(Entries taken from a collection)
:::::

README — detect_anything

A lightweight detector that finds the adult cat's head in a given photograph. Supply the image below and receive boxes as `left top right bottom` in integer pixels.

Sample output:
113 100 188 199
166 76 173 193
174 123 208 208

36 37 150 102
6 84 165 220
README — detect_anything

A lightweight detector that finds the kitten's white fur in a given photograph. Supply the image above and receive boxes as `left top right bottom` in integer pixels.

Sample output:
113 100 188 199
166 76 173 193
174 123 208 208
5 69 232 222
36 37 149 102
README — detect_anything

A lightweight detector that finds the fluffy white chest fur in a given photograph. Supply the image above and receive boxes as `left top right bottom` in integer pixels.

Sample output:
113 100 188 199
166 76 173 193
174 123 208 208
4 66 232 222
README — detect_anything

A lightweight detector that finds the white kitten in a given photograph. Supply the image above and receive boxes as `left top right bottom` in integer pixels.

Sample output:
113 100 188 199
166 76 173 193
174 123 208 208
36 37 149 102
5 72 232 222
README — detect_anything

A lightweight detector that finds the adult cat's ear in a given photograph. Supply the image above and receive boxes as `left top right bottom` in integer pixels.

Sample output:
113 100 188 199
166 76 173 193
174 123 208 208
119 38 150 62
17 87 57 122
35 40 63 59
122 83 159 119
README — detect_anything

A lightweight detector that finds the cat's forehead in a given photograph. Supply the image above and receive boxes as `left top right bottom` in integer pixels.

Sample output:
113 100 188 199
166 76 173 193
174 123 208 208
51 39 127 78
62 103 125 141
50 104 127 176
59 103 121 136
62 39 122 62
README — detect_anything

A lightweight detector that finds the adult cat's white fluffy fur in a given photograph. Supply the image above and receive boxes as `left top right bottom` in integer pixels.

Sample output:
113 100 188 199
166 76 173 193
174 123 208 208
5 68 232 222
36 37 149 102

:::::

Task item: For this exercise, set down all of the entries again word for word.

Reply:
README — detect_anything

A lightweight detector that finds the adult cat's head in a given photograph. Supply the image below and receive boxes as `left top right bottom` in integer pixels.

Sample output:
113 100 188 199
166 76 173 193
174 123 208 208

36 37 150 102
6 84 165 220
README — detect_anything

A lightweight detector that finds the kitten's white fur in a given photograph. Supply the image above and receive boxes as `left top right bottom` in integer pixels.

Sample output:
113 100 188 199
166 76 173 193
174 123 208 208
5 69 232 222
36 37 149 102
README — detect_anything

A lightweight detector that finds the fluffy white chest fur in a given photograph. Supply the image above and receive boxes as `left top right bottom` in integer pixels.

Sample output:
113 100 188 199
166 76 173 193
174 123 208 208
4 66 232 222
README — detect_anything

A lightweight detector that finds the white kitten in a given photograph. Supply the image above and receive boxes as `left top right bottom` in integer pixels.

Sample output:
113 100 188 199
166 76 173 193
174 123 208 208
36 37 149 102
5 72 232 222
README — detect_anything

A lightweight detector that finds the adult cat's ear in a given photograph. Supply the image above and receive boxes as `left top right bottom` in integer pixels.

Sample output:
113 100 188 199
166 76 173 193
174 123 208 208
119 38 150 62
17 87 57 122
35 40 63 59
122 83 159 119
README — detect_anything

A lightweight detector that finds the cat's forehead in a given photograph. Supply the image above and receive boxes as `left top right bottom` in integer pixels.

Sample output:
113 100 188 199
166 76 173 193
174 123 208 208
51 39 127 78
62 103 125 141
50 104 127 176
59 103 121 136
62 39 122 62
README — detect_anything

A lightweight detector that finds the adult cat's white fluffy fur in a given photograph. Supply the image above and receive boxes as `left top right bottom` in integer pixels.

Sample output:
113 100 188 199
166 76 173 193
174 123 208 208
5 68 232 222
36 37 149 102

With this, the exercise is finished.